→ **Task description**:
Can you repeat the listing below word for word, from the line with "Localize elephant's hind" up to and including the line with "[945, 511, 1009, 606]", and nothing else?

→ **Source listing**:
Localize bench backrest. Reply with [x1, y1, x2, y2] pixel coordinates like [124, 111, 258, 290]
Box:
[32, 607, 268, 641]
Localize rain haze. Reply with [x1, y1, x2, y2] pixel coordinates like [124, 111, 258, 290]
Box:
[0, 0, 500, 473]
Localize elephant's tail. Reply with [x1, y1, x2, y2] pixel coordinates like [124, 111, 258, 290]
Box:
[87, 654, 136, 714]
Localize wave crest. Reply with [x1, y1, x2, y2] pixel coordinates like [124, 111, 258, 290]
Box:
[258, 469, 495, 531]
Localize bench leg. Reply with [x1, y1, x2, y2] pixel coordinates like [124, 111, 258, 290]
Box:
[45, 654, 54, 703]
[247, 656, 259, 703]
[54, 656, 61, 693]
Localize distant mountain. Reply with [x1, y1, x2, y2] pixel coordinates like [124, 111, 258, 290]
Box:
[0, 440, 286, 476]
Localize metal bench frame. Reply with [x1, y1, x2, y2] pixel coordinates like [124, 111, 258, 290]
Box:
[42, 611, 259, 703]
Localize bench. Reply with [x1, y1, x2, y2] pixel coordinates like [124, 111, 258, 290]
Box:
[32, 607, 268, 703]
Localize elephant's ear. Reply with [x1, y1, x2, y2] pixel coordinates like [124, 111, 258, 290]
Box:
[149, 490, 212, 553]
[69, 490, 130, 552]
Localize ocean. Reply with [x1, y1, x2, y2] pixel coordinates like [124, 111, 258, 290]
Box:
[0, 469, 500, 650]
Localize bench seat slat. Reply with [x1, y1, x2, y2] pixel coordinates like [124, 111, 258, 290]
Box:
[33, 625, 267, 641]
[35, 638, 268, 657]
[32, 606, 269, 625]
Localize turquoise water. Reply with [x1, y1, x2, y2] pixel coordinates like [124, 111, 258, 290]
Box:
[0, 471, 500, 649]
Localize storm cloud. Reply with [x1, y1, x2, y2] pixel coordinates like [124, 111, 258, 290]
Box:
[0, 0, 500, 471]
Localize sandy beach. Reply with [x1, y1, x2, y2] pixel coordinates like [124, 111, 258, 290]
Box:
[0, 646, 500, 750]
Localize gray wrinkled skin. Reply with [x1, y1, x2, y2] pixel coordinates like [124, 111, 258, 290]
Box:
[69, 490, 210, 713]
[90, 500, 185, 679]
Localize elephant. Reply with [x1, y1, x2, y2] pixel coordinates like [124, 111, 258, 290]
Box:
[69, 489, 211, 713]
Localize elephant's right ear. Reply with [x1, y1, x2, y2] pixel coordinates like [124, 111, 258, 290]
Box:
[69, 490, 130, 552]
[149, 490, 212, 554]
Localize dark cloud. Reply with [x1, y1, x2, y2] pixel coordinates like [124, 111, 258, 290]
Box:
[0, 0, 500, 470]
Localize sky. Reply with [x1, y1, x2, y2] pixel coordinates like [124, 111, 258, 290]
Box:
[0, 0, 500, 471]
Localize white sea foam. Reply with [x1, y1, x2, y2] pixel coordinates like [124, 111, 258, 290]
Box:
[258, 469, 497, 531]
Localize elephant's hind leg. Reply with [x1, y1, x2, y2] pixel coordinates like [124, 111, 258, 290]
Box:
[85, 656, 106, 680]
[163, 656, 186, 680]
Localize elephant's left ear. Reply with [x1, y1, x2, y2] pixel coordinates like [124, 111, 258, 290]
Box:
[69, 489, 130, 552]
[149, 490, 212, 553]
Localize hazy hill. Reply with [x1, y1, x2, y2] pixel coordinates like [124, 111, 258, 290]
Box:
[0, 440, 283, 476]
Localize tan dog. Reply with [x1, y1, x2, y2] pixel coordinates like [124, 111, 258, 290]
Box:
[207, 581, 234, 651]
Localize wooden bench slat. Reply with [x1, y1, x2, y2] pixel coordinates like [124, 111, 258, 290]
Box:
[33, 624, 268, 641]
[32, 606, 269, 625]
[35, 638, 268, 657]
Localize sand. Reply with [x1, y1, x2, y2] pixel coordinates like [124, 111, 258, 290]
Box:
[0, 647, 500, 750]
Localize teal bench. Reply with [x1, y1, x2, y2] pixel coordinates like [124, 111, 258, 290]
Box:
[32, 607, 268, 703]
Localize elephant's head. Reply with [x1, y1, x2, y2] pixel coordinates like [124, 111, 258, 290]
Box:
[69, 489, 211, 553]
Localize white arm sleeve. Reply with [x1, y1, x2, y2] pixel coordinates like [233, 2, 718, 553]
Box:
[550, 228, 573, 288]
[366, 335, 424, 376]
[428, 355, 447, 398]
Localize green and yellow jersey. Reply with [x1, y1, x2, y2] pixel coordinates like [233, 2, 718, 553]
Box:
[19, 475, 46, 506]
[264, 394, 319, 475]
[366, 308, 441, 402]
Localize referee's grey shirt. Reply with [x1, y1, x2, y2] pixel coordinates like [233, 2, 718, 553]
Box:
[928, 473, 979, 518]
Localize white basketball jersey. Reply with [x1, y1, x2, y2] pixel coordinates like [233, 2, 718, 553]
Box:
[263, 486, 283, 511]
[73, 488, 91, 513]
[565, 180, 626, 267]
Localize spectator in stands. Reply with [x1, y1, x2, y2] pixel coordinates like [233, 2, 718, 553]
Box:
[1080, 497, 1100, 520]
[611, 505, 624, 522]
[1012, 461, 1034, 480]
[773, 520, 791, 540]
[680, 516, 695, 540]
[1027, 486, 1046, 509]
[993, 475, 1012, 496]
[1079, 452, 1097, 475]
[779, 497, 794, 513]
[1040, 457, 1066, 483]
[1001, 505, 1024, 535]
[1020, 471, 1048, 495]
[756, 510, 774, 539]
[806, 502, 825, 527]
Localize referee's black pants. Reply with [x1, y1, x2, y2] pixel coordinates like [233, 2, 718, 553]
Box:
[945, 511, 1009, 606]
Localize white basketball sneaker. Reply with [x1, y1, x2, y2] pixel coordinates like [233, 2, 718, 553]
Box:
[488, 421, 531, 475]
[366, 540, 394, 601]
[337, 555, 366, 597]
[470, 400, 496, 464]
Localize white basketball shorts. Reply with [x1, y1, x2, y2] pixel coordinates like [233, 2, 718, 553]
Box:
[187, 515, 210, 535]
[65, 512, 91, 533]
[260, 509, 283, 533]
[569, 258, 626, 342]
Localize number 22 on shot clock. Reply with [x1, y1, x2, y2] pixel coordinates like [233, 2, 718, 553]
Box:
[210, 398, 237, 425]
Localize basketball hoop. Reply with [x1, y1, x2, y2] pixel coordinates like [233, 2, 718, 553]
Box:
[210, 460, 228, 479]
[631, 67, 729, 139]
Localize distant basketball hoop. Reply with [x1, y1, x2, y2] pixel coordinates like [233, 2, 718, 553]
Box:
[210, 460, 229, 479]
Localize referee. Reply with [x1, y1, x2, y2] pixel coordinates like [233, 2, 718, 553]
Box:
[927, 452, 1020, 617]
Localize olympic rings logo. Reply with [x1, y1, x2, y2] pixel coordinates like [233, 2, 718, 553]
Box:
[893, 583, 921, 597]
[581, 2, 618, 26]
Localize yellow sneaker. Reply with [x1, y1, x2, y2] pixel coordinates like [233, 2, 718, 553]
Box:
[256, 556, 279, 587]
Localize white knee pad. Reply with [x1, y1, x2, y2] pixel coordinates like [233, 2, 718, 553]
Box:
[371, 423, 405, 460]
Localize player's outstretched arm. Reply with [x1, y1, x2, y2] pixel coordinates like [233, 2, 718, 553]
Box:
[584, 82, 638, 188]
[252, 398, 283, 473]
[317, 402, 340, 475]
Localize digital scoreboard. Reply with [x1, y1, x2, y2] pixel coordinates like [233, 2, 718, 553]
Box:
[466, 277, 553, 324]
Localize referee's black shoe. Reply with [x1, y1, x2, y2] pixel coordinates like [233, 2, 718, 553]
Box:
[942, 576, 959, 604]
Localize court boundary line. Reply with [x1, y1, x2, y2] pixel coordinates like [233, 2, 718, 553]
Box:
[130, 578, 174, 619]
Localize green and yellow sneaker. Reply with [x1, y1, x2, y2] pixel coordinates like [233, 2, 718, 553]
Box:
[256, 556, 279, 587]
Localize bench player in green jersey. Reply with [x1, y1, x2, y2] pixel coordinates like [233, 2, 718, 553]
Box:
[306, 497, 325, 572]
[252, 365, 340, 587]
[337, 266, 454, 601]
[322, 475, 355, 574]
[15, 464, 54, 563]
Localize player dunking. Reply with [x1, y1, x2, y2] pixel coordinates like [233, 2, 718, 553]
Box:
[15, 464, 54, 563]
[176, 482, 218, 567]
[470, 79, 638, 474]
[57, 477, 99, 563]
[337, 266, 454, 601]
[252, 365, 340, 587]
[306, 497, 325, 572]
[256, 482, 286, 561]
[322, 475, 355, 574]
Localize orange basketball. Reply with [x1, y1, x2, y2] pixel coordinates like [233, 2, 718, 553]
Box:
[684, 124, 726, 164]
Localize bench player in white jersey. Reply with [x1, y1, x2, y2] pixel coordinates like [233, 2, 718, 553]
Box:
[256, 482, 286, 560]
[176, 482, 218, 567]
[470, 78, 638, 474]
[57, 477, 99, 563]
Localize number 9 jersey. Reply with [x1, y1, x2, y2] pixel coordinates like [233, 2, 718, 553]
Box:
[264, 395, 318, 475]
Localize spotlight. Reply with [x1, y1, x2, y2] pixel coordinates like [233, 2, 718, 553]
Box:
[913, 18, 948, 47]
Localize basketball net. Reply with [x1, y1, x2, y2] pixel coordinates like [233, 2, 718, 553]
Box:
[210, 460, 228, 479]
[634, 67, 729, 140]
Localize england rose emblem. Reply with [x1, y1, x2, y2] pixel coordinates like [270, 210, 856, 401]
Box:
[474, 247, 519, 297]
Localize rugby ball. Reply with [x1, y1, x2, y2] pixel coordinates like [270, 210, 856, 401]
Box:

→ **Response to the task**:
Localize elephant's hind leg. Reply with [x1, y1, x2, y2] pixel coordinates like [124, 111, 258, 290]
Box:
[85, 656, 106, 680]
[163, 656, 186, 680]
Localize elephant's left ear. Reply with [x1, y1, x2, y2] pixel coordinates like [124, 111, 258, 290]
Box:
[69, 489, 130, 552]
[149, 490, 212, 553]
Localize hazy hill. Reply with [x1, y1, x2, y2] pixel coordinates like [124, 111, 258, 290]
Box:
[0, 440, 283, 476]
Localize tan dog. Reply with [x1, y1, x2, y2] pixel coordinates like [124, 111, 258, 290]
Box:
[207, 581, 234, 651]
Localize wooden bench slat. Reply with [x1, y1, x2, y2] pixel coordinates like [124, 111, 258, 290]
Box:
[33, 624, 268, 641]
[32, 606, 269, 625]
[35, 638, 268, 657]
Localize sand. Reply with [x1, y1, x2, y2] pixel coordinates like [124, 111, 258, 290]
Box:
[0, 647, 500, 750]
Localize teal bench. Reply with [x1, y1, x2, y2] pixel coordinates like [124, 111, 258, 290]
Box:
[32, 607, 268, 703]
Localize elephant's head. Reply with [x1, y1, x2, y2] pixel coordinates like [124, 111, 258, 290]
Box:
[69, 489, 211, 553]
Localize white arm sleeve. Reply with [x1, y1, x2, y2] pixel coordinates like [233, 2, 718, 553]
Box:
[550, 228, 573, 288]
[366, 335, 424, 376]
[428, 355, 447, 398]
Localize green and yellow jersey. Reply with [x1, y1, x2, y2] pixel coordinates like [233, 2, 718, 553]
Box:
[19, 475, 46, 506]
[264, 394, 319, 475]
[366, 308, 441, 402]
Localize referee's grey shirt. Reply with [x1, y1, x2, y2] pixel coordinates like [233, 2, 718, 553]
Box:
[928, 473, 979, 518]
Localize white basketball jersey. Reply with [x1, y1, x2, y2] pixel coordinates like [233, 2, 718, 553]
Box:
[263, 486, 283, 511]
[73, 488, 91, 513]
[565, 180, 626, 267]
Localize spectator in stands. Reply with [x1, y1, x2, y2] pixel coordinates like [233, 2, 718, 553]
Box:
[1080, 497, 1100, 520]
[611, 505, 624, 522]
[1012, 461, 1034, 480]
[773, 520, 791, 540]
[680, 516, 695, 540]
[1027, 486, 1046, 509]
[993, 475, 1012, 496]
[1079, 452, 1097, 475]
[779, 497, 794, 513]
[1040, 457, 1066, 483]
[1001, 505, 1024, 535]
[1020, 471, 1048, 495]
[756, 510, 774, 539]
[806, 502, 825, 527]
Localize referee's black pants. Reply with [x1, y1, x2, y2] pixel coordinates like [233, 2, 718, 553]
Box:
[945, 511, 1009, 606]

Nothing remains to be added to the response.